TEXT PROVIDED =
════════

The paper assumes a compressed Last-Level Cache (LLC) design, with arbitrary compression algorithms as long as the algorithm has a way to identify compressed block size using a few bits inddicating compression type. The paper observes that a tradde-off has to be made between cache area overhead and effective cache size benefit by applying compression. Overprovisioning of tags per slot of course increases the chance that more compressed blocks can be stored in the same data slot. This, however, requires more parallel tag read and comparison for every LLC access, which increases both area and power consumption. On the other hand, some prior designs propose using superblocks to reduce the number of tags per data slot. Superblocks are consecutive compressed blocks whose address tags can be encoded by a base address tag plus implicit offset in the data slot similar to sectors in a sector cache. In such a design, the cache set loses most of the associativity provided by overprovisioned tags, since only adjacent blocks can be stored in a way, resulting in reduced effective cache size.

════════

SUPPLIED DATA =
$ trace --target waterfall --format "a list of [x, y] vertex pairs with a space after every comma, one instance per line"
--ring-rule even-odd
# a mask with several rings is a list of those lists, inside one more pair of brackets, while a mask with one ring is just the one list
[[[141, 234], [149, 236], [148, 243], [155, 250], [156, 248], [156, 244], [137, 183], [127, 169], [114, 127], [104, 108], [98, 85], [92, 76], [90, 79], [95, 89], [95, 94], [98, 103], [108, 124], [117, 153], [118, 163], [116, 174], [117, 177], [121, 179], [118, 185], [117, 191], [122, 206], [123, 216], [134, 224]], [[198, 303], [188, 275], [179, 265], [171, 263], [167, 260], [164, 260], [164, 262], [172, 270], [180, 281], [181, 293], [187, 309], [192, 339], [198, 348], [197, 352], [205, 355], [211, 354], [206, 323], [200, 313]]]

════════

AIM OF THE TASK = Pick up the passage on compressed last-level cache design where it stops, extending it with the sentences that come next. The material comes from a separate source.

RESPONSE =
The touche design solves this trade-off using hashed address tags. Hashing allows us to reduce the size of the tag given that the chances of collision are low. The hashed tag, called a signature, can be stored in the tag array design for full-sized address tags with other signatures of compressed blocks in the same data slot. Signatures enable the cache lookup protocol to rule out cache misses in the early stages of the process, since they can be immediately detected after a signature comparison. Cache hits, however, cannot solely depend on signatures, since signature collisions, however low it is, must be adddressed. The paper then proposes storing the full address tags at the end of the data slot, which are read out and compared against the requested address only if one or more signatures hit. Given the low probablities of collision, the data slot read cost is very likely going to be paid anyway, if a signature hit occurs, therefore rendering this scheme costless in terms of storage and latency in most cases. At the end of the paper, a similar but more space effective scheme is also proposed for storing superblocks consisting of four adjacent compressed blocks. The superblock is encoded in a way that is distinguashable from regular Touche blocks, which also has zero extra tag storage overhead. We next discuss each of these designs in details.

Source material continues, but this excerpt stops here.